=== RAW RECORDS ===

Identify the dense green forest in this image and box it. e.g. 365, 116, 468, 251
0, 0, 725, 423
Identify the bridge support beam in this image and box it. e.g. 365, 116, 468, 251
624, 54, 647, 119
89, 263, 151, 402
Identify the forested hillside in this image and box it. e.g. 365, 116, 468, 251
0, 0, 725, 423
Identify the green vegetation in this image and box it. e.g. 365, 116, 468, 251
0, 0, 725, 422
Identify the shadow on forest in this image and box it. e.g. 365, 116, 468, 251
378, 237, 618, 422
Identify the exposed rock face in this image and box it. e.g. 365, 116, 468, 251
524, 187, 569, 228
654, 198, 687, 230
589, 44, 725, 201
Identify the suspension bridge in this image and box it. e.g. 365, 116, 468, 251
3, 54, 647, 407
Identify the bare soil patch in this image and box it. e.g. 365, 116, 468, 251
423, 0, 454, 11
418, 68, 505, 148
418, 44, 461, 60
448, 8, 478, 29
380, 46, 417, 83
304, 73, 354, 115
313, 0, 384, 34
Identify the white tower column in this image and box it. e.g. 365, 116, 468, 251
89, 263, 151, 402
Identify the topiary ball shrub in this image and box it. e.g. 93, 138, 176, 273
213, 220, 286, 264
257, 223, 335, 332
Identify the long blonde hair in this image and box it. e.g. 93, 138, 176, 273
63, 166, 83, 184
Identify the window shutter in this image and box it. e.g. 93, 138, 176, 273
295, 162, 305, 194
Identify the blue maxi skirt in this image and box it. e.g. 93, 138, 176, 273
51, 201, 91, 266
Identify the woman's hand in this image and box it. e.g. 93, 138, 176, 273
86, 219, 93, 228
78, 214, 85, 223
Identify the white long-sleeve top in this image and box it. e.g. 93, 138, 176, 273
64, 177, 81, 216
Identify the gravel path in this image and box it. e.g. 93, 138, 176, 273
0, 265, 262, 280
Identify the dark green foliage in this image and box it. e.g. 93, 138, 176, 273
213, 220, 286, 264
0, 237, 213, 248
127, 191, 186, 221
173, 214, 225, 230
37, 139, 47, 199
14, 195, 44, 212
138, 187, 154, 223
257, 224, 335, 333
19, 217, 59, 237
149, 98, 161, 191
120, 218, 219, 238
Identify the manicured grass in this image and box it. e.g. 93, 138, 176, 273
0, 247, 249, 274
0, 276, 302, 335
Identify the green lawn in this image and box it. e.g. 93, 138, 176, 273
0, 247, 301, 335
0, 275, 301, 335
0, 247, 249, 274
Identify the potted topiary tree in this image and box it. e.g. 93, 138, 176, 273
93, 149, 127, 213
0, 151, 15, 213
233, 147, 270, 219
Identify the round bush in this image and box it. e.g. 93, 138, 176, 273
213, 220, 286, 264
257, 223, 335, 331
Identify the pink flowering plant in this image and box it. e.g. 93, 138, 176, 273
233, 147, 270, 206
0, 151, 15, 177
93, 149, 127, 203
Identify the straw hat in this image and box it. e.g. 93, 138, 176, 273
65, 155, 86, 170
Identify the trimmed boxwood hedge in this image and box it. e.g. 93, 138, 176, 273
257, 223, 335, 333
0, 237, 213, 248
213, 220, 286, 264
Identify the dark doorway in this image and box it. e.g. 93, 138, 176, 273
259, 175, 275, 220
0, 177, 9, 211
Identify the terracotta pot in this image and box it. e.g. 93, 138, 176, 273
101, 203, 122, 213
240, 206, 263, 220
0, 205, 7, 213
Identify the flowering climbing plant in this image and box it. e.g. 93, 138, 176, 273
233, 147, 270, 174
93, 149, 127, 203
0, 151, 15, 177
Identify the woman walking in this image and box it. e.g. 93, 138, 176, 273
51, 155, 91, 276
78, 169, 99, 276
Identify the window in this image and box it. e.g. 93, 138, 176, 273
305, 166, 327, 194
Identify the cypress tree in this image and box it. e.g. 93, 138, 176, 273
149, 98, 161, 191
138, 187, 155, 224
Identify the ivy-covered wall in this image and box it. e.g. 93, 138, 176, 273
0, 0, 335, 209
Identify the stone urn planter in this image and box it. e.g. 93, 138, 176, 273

===

WHAT YOU NEED TO DO:
Output every line of the listing above with each character unchanged.

EXPECTED ANSWER:
Identify the dense green forest in this image and box it. e.g. 365, 116, 468, 251
0, 0, 725, 423
Identify the bridge support beam in this image and box it. e.g. 365, 116, 468, 251
624, 54, 647, 119
89, 263, 151, 402
Identify the forested hillside in this image and box it. e.g. 365, 116, 468, 251
0, 0, 725, 423
Identify the green vegetation in this image and box it. e.g. 365, 116, 468, 251
0, 0, 725, 422
Identify the shadow on forest in this image and box it. e.g. 365, 116, 468, 251
378, 237, 618, 422
Identify the exposed rock face in this image and box it. e.g. 365, 116, 468, 251
524, 187, 569, 228
654, 198, 687, 230
589, 44, 725, 201
Identify the suspension bridge in this image and box it. e.g. 365, 116, 468, 251
3, 54, 647, 407
Identify the bare soil patch in this image and box it. e.g. 365, 116, 468, 251
423, 0, 454, 11
418, 68, 505, 148
418, 44, 461, 60
448, 8, 478, 29
380, 46, 417, 83
304, 73, 354, 115
313, 0, 384, 34
Identify the white tower column in this image and box it. e.g. 365, 116, 468, 251
89, 263, 151, 402
Identify the topiary ball shrub in this image and box it. e.g. 93, 138, 176, 273
213, 220, 286, 264
257, 223, 335, 332
Identify the long blonde hair in this image and box it. e.g. 93, 138, 176, 273
63, 166, 83, 184
Identify the window shutter in this image and box it. e.g. 93, 138, 176, 273
295, 162, 305, 194
Identify the blue maxi skirt in this image and box it. e.g. 93, 138, 176, 273
51, 201, 91, 266
Identify the woman's hand in this image and box it. e.g. 93, 138, 176, 273
86, 219, 93, 228
78, 214, 85, 223
Identify the white long-sleeve top in this image and box it. e.g. 93, 138, 176, 273
64, 177, 81, 216
Identify the gravel path in this image and box it. e.g. 93, 138, 176, 273
0, 265, 262, 280
Identify the dark green foliage in this image and box it. e.g. 93, 138, 176, 273
213, 220, 286, 264
0, 237, 213, 248
127, 191, 186, 221
173, 214, 225, 230
37, 139, 47, 199
14, 195, 44, 212
138, 187, 154, 223
257, 224, 335, 333
19, 217, 59, 237
149, 98, 161, 191
120, 218, 219, 238
Identify the manicured grass in this image and box it. e.g. 93, 138, 176, 273
0, 247, 249, 274
0, 276, 302, 335
Identify the green lawn in this image and box it. e.g. 93, 138, 176, 273
0, 247, 301, 335
0, 275, 301, 335
0, 247, 249, 274
Identify the potted topiary tree in this image and box it. e.g. 93, 138, 176, 273
93, 149, 127, 213
0, 151, 15, 213
233, 147, 270, 219
Identify the round bush in this image and box it. e.g. 93, 138, 176, 273
213, 220, 286, 264
257, 223, 335, 331
Identify the pink flowering plant in this image and box it. e.g. 93, 138, 176, 273
233, 147, 270, 206
0, 151, 15, 177
93, 149, 127, 203
Identify the straw hat in this image and box it. e.g. 93, 138, 176, 273
65, 155, 86, 170
Identify the trimmed boxwood hedge in this image and box it. e.g. 93, 138, 176, 273
257, 223, 335, 333
0, 237, 213, 248
213, 220, 286, 264
Identify the dark doorway in this image and box it. e.g. 93, 138, 176, 273
259, 175, 275, 220
0, 177, 9, 211
Identify the terracotta pot in this image and box it. e.g. 93, 138, 176, 273
101, 203, 122, 213
240, 206, 263, 220
0, 205, 7, 213
Identify the flowering climbing plant in this image and box it. e.g. 93, 138, 176, 273
233, 147, 270, 174
93, 149, 127, 203
0, 151, 15, 177
Identify the woman walking in this image and box it. e.g. 93, 138, 176, 273
51, 155, 91, 276
78, 169, 99, 276
Identify the window in this image and box it. e.g. 93, 138, 176, 273
305, 166, 327, 194
Identify the cypress tree in this image and box it. e.g. 93, 138, 176, 273
149, 98, 161, 191
138, 187, 155, 224
Identify the ivy-covered wall in this image and box it. e.g. 93, 138, 176, 273
0, 0, 335, 209
Identify the stone urn planter in this image and box it. e.g. 93, 138, 176, 273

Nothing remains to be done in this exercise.